Requirements: Express the records below, starting at the line that contains "Return one point per instance of the framed" and running through the last line, as a JSON list of strings with one string per line. Leave out any blank lines.

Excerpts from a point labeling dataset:
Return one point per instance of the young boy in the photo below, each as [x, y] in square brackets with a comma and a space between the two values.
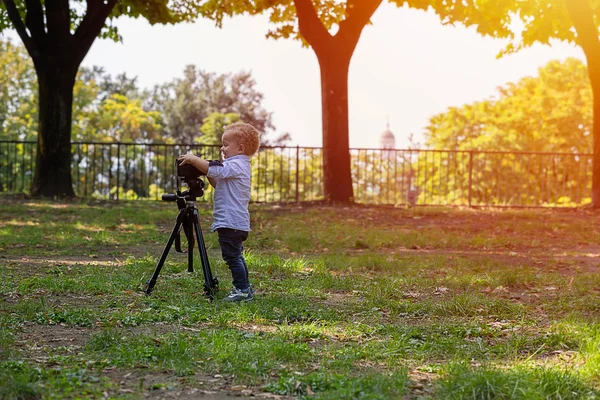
[231, 180]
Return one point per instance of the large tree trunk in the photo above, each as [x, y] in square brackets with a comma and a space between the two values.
[594, 72]
[56, 53]
[334, 67]
[53, 160]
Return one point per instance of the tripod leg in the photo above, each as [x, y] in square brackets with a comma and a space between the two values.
[210, 282]
[163, 257]
[190, 237]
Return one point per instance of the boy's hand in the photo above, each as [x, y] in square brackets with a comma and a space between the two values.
[196, 161]
[187, 158]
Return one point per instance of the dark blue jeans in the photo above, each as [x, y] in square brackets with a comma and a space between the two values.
[230, 241]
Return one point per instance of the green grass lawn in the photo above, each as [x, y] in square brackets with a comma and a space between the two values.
[351, 303]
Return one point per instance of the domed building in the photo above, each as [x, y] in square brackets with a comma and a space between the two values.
[387, 140]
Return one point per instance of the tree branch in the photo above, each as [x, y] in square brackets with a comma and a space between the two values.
[15, 18]
[95, 17]
[59, 19]
[34, 19]
[582, 16]
[358, 14]
[311, 27]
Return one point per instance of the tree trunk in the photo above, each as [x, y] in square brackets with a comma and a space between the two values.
[594, 73]
[334, 65]
[53, 159]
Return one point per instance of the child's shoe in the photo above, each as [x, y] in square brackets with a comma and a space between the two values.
[237, 295]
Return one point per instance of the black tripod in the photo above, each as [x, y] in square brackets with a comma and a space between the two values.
[188, 220]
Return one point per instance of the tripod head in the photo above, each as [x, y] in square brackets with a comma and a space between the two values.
[196, 190]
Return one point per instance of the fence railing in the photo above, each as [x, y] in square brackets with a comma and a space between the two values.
[295, 174]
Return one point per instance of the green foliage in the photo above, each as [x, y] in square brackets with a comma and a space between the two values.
[203, 100]
[18, 93]
[551, 112]
[155, 11]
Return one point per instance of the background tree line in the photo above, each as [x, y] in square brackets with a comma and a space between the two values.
[550, 112]
[190, 109]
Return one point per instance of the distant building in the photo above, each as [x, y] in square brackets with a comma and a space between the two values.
[387, 139]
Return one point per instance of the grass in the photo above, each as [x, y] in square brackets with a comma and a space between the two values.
[352, 303]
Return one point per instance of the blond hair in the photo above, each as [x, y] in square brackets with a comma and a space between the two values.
[246, 135]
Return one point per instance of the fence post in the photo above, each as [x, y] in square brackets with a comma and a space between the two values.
[297, 173]
[470, 174]
[118, 167]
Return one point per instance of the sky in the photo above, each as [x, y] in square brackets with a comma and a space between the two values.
[407, 67]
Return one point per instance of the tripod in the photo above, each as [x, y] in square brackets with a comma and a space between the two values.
[188, 220]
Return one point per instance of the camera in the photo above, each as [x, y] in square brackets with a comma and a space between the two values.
[187, 172]
[191, 176]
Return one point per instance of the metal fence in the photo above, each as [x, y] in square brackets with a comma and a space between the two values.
[295, 174]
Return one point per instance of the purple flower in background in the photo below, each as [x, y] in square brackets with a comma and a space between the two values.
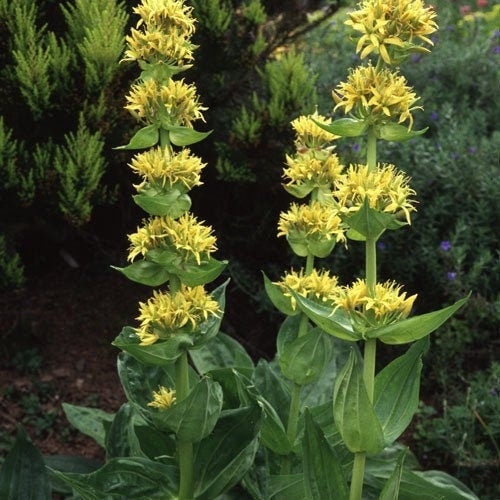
[445, 246]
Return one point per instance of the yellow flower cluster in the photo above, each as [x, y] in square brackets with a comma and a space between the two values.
[386, 189]
[164, 314]
[171, 103]
[167, 28]
[167, 15]
[389, 28]
[315, 221]
[309, 134]
[313, 168]
[318, 285]
[376, 96]
[160, 167]
[163, 399]
[189, 238]
[386, 305]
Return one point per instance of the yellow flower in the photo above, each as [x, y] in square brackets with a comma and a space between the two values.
[155, 46]
[163, 399]
[313, 169]
[164, 315]
[171, 103]
[387, 305]
[318, 285]
[167, 15]
[309, 135]
[386, 189]
[391, 28]
[375, 95]
[189, 238]
[160, 167]
[311, 229]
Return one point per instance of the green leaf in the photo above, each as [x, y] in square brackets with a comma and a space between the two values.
[169, 202]
[145, 272]
[353, 412]
[371, 223]
[303, 359]
[416, 327]
[416, 485]
[290, 487]
[23, 474]
[221, 352]
[391, 487]
[92, 422]
[323, 473]
[160, 353]
[135, 477]
[184, 136]
[278, 298]
[345, 127]
[273, 434]
[224, 457]
[193, 418]
[334, 323]
[271, 384]
[398, 133]
[144, 138]
[396, 394]
[200, 274]
[68, 463]
[121, 440]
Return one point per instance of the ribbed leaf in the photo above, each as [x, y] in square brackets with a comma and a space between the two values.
[323, 473]
[353, 412]
[144, 138]
[23, 474]
[222, 459]
[193, 418]
[397, 391]
[92, 422]
[416, 327]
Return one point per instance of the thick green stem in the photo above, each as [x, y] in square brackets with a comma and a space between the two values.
[358, 472]
[293, 415]
[370, 350]
[184, 448]
[371, 149]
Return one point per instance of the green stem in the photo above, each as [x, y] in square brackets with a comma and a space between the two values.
[293, 415]
[371, 149]
[358, 472]
[184, 448]
[370, 350]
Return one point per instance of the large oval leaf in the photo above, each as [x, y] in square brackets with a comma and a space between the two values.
[353, 412]
[334, 323]
[145, 272]
[397, 391]
[193, 418]
[144, 138]
[416, 327]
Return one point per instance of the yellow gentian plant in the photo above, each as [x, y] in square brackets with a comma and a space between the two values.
[370, 409]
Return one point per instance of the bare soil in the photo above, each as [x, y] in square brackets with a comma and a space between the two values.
[56, 347]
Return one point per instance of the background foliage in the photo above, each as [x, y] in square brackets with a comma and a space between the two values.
[260, 64]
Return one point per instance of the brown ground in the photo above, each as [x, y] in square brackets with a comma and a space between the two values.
[56, 347]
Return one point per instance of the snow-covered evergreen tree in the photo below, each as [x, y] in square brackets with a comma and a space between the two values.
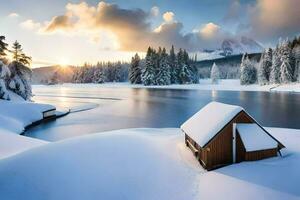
[3, 47]
[18, 54]
[275, 68]
[173, 66]
[135, 70]
[20, 79]
[99, 76]
[186, 73]
[286, 74]
[164, 71]
[148, 74]
[261, 71]
[215, 74]
[248, 71]
[4, 74]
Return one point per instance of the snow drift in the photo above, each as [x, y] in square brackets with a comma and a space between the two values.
[144, 164]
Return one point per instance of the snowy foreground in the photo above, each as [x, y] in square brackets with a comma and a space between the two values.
[16, 115]
[142, 164]
[205, 84]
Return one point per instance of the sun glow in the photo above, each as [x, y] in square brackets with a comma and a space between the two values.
[64, 62]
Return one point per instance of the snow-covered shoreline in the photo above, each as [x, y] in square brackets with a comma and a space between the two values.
[141, 164]
[205, 84]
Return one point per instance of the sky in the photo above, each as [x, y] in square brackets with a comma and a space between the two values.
[78, 31]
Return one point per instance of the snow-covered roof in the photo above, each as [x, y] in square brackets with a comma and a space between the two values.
[206, 123]
[255, 138]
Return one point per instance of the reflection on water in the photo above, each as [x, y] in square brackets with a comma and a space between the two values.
[127, 108]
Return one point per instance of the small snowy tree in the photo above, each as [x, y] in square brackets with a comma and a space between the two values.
[248, 71]
[275, 68]
[164, 72]
[286, 74]
[215, 74]
[3, 47]
[20, 79]
[99, 76]
[148, 74]
[18, 54]
[173, 66]
[4, 74]
[261, 72]
[185, 70]
[135, 70]
[264, 67]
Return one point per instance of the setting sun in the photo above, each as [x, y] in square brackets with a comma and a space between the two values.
[64, 62]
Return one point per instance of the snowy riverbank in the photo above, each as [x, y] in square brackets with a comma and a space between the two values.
[144, 164]
[205, 84]
[16, 115]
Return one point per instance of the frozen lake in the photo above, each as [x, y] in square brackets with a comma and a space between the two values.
[103, 108]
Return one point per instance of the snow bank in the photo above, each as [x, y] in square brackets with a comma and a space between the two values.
[11, 144]
[15, 115]
[206, 123]
[144, 164]
[126, 164]
[255, 138]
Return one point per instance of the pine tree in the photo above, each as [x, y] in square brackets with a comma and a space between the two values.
[286, 75]
[264, 67]
[4, 74]
[164, 72]
[215, 74]
[135, 70]
[20, 80]
[18, 54]
[148, 74]
[3, 47]
[99, 76]
[275, 68]
[248, 71]
[173, 66]
[186, 74]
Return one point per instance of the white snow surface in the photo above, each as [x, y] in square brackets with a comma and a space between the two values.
[207, 122]
[144, 164]
[16, 115]
[205, 84]
[11, 143]
[255, 138]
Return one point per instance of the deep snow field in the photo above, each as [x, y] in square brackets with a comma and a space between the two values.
[205, 84]
[143, 163]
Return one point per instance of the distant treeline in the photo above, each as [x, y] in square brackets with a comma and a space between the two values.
[276, 66]
[161, 68]
[15, 73]
[157, 68]
[101, 72]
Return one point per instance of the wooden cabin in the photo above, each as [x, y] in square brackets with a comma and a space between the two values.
[221, 134]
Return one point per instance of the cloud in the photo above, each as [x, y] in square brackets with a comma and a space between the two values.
[59, 23]
[270, 19]
[168, 16]
[209, 30]
[13, 15]
[154, 11]
[233, 11]
[130, 29]
[30, 24]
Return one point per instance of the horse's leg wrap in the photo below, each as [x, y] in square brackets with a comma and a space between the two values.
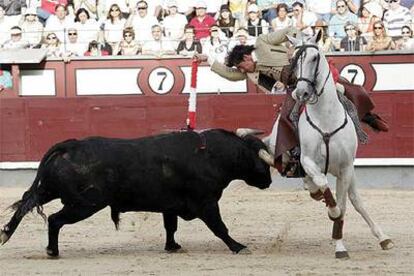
[329, 199]
[337, 229]
[318, 195]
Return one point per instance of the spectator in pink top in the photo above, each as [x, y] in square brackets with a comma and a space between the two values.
[202, 21]
[47, 8]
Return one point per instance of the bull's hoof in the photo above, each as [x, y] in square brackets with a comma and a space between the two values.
[52, 254]
[244, 251]
[387, 244]
[342, 255]
[3, 237]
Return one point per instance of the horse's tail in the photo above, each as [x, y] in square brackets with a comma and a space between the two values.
[32, 198]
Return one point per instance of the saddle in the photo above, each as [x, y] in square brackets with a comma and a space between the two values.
[287, 140]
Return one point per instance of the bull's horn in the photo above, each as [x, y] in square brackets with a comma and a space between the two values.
[267, 157]
[3, 237]
[241, 132]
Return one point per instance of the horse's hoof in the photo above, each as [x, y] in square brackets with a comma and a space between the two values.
[342, 255]
[3, 237]
[387, 244]
[52, 254]
[178, 250]
[244, 251]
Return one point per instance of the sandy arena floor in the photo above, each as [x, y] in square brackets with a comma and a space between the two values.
[287, 232]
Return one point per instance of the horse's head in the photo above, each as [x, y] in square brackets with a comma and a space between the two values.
[306, 64]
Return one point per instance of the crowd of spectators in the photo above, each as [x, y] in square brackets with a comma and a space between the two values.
[68, 28]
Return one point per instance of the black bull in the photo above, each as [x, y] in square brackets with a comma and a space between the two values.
[177, 174]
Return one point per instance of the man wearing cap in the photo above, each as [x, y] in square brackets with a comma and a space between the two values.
[242, 38]
[202, 22]
[267, 65]
[268, 9]
[256, 25]
[303, 19]
[142, 22]
[174, 23]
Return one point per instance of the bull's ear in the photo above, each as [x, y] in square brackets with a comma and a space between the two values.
[241, 132]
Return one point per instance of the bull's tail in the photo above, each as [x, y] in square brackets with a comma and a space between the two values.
[32, 198]
[115, 217]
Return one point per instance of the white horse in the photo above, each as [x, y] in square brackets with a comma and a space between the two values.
[328, 140]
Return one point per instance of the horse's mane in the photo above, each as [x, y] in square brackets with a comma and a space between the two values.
[298, 54]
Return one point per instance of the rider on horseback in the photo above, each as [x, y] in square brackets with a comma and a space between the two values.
[267, 63]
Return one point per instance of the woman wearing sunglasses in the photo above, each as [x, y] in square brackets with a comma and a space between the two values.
[380, 41]
[53, 45]
[128, 46]
[113, 26]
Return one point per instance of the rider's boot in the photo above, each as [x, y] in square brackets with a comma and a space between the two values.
[375, 121]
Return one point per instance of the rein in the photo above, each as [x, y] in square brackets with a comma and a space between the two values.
[295, 60]
[326, 136]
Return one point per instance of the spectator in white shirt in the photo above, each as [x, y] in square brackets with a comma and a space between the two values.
[396, 17]
[154, 6]
[114, 26]
[302, 19]
[32, 28]
[216, 44]
[174, 23]
[158, 46]
[89, 5]
[322, 8]
[282, 20]
[104, 6]
[255, 24]
[142, 22]
[241, 37]
[58, 22]
[72, 46]
[16, 41]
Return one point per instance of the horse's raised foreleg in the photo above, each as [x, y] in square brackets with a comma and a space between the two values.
[319, 186]
[342, 184]
[385, 242]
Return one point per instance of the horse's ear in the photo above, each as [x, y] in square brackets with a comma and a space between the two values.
[293, 40]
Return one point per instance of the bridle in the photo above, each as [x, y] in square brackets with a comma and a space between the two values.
[299, 54]
[326, 136]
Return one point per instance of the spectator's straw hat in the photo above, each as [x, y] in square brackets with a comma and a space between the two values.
[172, 3]
[201, 4]
[374, 9]
[16, 30]
[349, 23]
[252, 8]
[320, 24]
[30, 11]
[224, 8]
[242, 32]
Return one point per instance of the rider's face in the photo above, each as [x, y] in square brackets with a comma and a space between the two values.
[247, 65]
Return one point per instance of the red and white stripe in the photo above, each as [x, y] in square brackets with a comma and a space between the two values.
[192, 101]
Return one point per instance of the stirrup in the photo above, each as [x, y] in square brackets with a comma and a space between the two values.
[294, 169]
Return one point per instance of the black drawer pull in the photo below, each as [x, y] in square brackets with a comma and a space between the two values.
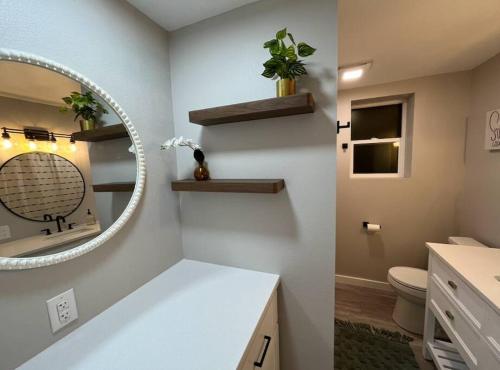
[266, 347]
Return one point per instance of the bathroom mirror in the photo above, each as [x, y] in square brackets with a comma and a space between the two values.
[71, 163]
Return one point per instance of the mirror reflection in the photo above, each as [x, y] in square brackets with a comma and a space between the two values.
[67, 170]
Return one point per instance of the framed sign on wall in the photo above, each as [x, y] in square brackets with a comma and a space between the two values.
[492, 136]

Task output:
[
  "Return one point per instance of the framed sign on wall in the photo above, each as [x, y] in square brackets with a comma and a space between the two values.",
  "[492, 136]"
]